◆ Soal A
Tuliskan semua baris dalam kutipan di bawah yang diawali dengan kata "Ayah yang".
..............................
Menginjak usia remaja, ia harus kehilangan figur seorang Ayah yang begitu dia idolakan ketika sang Ayah memilih untuk bermain-main dengan perempuan lain, tanpa mempedulikan si Ibunda yang merintih mencintainya dan selalu membuka pintu maaf untuknya.
Ayah yang tak pernah sampai di rumah sebelum pukul sembilan…
Ayah yang selalu mencari-cari alasan untuk tidak di rumah meskipun hari Minggu adalah hari yang tadinya dipersembahkan hanya untuk keluarga..
Ayah yang kemudian membuatnya penasaran lalu berniat mengikutinya, sampai akhirnya ia tahu persis bagaimana rupa perempuan yang telah merusak kebahagiaan Ayah dan Ibundanya…
Ayah yang itu… Yang pernah menjadi segalanya… Lalu menjadi sosok yang tak bisa ia maafkan sampai hari ini…
Karena…
Istri melihat sendiri bagaimana Ibundanya menangis…
Tersakiti…. Merintih…. Lalu sakit… Lalu tak berdaya…. Lalu menyerah setelah menyadari bahwa apapun yang dia lakukan tak bisa membawa kembali suaminya ke dalam pelukan keluarga…ย
Dan sejarah itulah yang ditakutkan sang Istri akan berulang dalam kehidupannya.
..............................
◆ Soal B
Tolong ambil setiap baris di bawah yang memuat kata "query".

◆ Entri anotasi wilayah
..............................
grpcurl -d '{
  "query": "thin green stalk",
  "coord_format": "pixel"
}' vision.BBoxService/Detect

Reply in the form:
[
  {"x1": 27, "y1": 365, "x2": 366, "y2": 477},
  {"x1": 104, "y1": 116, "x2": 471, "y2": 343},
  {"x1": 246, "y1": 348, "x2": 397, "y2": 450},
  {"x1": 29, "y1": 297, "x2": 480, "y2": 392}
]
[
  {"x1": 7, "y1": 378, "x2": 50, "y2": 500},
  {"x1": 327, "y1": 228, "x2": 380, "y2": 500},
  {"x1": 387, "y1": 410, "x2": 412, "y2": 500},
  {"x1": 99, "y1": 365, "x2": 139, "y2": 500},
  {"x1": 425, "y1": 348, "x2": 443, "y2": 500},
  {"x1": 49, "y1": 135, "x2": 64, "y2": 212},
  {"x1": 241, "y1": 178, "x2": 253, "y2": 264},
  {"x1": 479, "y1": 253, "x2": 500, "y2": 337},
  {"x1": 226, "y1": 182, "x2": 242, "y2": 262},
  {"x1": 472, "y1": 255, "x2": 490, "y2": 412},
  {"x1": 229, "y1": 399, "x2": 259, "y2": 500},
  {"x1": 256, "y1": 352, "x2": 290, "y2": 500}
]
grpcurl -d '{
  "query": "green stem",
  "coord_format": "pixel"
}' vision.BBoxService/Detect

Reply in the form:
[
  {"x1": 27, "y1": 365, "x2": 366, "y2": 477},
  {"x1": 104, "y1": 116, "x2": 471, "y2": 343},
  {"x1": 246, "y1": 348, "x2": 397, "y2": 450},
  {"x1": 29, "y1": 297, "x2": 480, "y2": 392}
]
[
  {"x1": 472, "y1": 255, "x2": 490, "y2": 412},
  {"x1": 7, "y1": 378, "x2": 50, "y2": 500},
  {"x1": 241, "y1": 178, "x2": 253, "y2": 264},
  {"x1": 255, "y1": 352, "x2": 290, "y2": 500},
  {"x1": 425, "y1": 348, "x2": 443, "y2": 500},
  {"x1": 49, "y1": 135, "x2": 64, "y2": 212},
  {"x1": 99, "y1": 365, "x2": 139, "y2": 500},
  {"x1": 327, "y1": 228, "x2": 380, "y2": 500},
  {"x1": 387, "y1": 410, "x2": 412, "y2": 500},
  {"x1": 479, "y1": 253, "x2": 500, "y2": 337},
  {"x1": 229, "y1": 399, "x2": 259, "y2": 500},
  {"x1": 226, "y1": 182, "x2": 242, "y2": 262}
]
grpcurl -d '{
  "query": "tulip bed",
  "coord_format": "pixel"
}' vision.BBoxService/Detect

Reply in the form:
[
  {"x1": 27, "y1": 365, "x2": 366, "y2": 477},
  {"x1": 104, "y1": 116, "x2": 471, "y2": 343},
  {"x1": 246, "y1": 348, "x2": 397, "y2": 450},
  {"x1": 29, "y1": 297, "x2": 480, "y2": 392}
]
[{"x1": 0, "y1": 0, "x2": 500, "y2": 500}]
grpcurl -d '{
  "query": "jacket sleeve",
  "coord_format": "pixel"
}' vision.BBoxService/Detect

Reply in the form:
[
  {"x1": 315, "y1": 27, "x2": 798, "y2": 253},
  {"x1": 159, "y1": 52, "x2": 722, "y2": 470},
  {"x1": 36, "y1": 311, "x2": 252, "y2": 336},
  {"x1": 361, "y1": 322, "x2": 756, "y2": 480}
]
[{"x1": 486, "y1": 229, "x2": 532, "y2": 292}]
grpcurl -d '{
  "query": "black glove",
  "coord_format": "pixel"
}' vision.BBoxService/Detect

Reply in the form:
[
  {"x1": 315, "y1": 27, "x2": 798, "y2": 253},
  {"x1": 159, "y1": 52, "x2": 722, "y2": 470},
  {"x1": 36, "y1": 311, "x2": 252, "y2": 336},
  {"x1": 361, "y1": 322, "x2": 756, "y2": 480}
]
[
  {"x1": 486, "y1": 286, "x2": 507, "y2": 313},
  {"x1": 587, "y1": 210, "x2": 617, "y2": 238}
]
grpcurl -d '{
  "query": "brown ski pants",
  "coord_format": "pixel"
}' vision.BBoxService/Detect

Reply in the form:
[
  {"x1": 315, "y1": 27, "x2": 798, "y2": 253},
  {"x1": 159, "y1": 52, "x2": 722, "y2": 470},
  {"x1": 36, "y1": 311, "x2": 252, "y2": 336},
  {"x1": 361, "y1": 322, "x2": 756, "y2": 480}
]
..............................
◆ Jawaban Tertulis A
- Ayah yang tak pernah sampai di rumah sebelum pukul sembilan…
- Ayah yang selalu mencari-cari alasan untuk tidak di rumah meskipun hari Minggu adalah hari yang tadinya dipersembahkan hanya untuk keluarga..
- Ayah yang kemudian membuatnya penasaran lalu berniat mengikutinya, sampai akhirnya ia tahu persis bagaimana rupa perempuan yang telah merusak kebahagiaan Ayah dan Ibundanya…
- Ayah yang itu… Yang pernah menjadi segalanya… Lalu menjadi sosok yang tak bisa ia maafkan sampai hari ini…

◆ Jawaban Tertulis B
  "query": "thin green stalk",
  "query": "green stem",
  "query": "tulip bed",
  "query": "jacket sleeve",
  "query": "black glove",
  "query": "brown ski pants",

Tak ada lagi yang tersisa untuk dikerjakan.